## begin Data section

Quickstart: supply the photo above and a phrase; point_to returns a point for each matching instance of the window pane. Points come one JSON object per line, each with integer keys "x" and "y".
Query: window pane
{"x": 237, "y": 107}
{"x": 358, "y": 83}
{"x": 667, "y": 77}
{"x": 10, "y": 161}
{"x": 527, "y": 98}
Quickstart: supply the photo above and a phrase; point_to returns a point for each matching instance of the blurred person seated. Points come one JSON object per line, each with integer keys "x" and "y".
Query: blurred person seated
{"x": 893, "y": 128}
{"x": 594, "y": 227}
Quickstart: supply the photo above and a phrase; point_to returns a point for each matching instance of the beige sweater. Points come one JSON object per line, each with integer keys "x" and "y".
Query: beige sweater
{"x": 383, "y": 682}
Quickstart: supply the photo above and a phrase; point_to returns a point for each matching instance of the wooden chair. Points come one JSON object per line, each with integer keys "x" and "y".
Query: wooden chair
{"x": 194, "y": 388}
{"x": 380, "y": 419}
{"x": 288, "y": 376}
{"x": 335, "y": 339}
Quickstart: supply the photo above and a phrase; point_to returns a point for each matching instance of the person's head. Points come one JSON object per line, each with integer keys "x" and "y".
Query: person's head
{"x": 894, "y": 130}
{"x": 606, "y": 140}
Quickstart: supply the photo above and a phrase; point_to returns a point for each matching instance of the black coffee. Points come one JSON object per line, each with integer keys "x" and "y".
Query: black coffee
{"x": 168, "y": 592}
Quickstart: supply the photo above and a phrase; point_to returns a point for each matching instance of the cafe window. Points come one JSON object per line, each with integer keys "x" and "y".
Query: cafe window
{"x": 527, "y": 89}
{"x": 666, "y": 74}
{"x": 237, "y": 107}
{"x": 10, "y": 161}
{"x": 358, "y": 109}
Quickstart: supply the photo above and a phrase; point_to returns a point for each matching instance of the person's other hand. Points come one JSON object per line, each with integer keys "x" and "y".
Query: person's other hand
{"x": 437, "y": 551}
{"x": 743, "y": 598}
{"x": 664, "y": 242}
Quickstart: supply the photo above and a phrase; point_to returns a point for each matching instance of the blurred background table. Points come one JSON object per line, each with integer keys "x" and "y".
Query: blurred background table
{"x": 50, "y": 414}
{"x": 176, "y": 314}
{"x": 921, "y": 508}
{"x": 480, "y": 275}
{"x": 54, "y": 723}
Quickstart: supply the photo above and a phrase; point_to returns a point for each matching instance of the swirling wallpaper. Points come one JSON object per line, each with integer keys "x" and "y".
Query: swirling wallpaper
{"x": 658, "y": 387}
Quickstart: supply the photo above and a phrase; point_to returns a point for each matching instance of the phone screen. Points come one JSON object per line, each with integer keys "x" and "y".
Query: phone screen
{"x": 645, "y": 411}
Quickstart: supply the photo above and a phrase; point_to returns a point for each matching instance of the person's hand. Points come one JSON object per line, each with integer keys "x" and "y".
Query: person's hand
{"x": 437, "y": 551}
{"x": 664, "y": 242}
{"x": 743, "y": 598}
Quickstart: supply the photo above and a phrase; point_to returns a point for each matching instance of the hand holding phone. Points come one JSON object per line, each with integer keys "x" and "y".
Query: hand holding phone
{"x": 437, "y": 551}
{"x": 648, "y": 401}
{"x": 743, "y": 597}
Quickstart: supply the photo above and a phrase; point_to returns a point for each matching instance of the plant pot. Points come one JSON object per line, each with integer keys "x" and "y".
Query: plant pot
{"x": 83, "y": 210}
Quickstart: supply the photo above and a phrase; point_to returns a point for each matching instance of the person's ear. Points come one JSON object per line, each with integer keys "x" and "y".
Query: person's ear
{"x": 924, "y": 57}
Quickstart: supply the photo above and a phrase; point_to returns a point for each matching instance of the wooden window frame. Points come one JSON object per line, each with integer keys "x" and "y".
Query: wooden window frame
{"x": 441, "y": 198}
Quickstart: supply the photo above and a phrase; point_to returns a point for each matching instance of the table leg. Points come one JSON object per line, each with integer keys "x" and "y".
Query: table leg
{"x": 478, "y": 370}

## end Data section
## begin Data section

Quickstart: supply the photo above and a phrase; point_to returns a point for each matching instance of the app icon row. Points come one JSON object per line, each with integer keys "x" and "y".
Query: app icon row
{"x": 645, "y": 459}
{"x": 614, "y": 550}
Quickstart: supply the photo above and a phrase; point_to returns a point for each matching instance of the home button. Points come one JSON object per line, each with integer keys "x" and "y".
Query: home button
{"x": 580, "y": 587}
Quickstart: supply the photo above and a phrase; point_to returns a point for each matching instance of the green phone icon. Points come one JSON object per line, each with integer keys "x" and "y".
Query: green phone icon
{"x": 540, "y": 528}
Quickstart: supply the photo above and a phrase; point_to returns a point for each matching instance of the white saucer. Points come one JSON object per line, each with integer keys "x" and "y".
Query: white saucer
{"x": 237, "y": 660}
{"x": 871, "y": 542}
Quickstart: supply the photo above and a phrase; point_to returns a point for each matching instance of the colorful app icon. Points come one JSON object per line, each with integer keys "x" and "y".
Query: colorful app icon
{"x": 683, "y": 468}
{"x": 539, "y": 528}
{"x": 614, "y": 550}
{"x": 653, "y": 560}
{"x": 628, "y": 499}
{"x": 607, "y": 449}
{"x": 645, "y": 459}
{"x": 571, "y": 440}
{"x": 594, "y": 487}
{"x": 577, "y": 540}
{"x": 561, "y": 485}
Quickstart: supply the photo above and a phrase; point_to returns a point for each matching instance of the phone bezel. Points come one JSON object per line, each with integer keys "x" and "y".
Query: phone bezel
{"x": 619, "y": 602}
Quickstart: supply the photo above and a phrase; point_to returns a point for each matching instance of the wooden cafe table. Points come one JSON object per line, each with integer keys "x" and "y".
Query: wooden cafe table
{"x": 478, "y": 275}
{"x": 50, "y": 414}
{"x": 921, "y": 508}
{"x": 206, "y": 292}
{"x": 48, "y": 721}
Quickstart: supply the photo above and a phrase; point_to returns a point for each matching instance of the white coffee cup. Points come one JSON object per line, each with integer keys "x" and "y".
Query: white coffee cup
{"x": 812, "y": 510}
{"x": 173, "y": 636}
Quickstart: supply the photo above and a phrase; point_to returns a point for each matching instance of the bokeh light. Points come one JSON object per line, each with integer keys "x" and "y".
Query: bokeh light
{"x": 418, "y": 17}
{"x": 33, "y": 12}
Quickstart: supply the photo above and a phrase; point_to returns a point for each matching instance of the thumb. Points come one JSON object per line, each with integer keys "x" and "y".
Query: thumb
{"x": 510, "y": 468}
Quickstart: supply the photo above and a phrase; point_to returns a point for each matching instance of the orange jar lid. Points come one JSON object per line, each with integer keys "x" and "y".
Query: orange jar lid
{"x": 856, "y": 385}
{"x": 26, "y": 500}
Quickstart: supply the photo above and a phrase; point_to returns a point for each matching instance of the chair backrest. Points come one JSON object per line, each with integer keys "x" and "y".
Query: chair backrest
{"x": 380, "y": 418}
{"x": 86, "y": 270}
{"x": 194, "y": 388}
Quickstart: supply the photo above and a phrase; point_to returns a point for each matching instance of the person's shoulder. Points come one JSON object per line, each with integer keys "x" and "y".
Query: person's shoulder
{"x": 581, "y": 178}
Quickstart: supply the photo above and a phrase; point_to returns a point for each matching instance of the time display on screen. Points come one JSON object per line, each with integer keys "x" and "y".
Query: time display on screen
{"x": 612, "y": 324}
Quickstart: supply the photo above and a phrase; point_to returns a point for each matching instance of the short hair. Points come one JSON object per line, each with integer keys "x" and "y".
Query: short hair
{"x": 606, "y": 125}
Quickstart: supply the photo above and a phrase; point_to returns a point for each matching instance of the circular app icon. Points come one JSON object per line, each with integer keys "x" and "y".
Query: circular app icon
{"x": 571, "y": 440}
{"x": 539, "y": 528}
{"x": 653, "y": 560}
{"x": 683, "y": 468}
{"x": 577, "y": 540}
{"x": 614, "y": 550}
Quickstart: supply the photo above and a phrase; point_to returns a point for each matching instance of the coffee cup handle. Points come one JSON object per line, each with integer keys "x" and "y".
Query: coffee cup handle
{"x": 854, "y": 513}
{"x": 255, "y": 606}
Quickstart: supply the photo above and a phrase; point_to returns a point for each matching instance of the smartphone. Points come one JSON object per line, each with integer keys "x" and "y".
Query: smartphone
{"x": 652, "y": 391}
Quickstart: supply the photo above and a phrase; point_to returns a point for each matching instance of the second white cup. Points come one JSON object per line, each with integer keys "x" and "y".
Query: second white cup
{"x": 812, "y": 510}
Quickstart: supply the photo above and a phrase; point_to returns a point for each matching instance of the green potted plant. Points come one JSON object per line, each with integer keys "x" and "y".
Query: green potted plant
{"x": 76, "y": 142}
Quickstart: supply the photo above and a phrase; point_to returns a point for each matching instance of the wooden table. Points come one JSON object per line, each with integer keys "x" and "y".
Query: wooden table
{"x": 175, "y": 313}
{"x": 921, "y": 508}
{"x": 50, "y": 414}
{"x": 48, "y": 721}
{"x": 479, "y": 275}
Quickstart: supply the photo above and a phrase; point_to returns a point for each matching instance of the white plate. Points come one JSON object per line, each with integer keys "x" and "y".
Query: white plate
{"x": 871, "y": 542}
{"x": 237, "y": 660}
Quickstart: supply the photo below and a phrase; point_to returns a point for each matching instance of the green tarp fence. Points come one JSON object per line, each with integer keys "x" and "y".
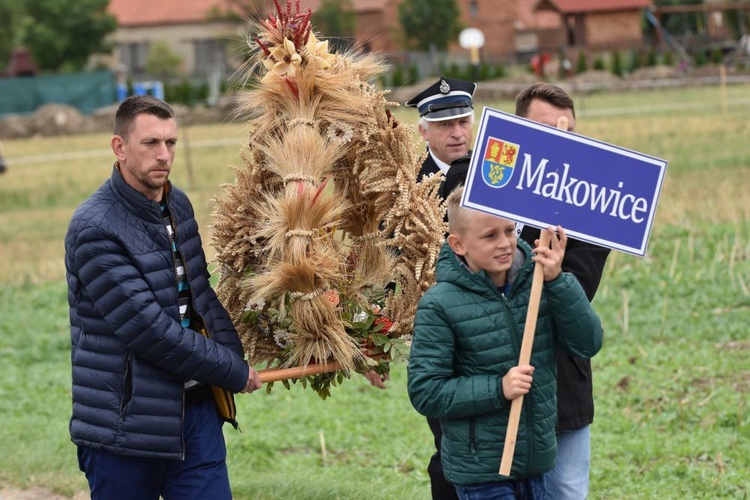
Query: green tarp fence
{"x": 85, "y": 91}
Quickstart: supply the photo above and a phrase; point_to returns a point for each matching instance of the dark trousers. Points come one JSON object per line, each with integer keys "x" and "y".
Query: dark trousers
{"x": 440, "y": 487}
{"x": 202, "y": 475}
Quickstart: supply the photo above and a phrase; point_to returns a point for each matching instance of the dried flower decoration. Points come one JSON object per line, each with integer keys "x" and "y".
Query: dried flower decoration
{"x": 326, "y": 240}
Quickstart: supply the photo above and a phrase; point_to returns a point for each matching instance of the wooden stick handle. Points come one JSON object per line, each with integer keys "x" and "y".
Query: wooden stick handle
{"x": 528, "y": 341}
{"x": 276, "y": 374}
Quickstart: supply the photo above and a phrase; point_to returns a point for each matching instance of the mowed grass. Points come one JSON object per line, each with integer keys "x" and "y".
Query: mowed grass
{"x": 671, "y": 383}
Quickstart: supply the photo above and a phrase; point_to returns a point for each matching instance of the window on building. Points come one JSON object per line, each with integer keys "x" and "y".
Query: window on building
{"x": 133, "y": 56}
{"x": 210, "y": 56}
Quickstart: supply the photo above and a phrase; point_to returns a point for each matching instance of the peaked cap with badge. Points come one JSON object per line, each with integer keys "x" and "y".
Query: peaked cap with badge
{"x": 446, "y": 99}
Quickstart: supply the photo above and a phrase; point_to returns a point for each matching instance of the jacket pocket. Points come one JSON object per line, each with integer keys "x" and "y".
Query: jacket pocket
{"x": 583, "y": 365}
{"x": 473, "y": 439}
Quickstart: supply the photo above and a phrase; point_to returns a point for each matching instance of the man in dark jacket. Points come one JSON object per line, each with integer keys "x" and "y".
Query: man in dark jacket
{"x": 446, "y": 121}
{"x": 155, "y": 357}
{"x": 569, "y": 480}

## end Data section

**Instructions to follow**
Find and copy every line of the rows above that contains the string "chair", treating uppercase and lowercase as different.

**Solution to this task**
Quickstart: supply the photo above and a phrase; point_to returns a point for each matching instance of the wooden chair. Points come one JSON object per line, each with integer keys "x" and "y".
Query: wooden chair
Quickstart: supply the photo above and a phrase; point_to returns a point for each matching instance of the chair backrest. Points come one JSON object per line, each with integer keys "x" and "y".
Query: chair backrest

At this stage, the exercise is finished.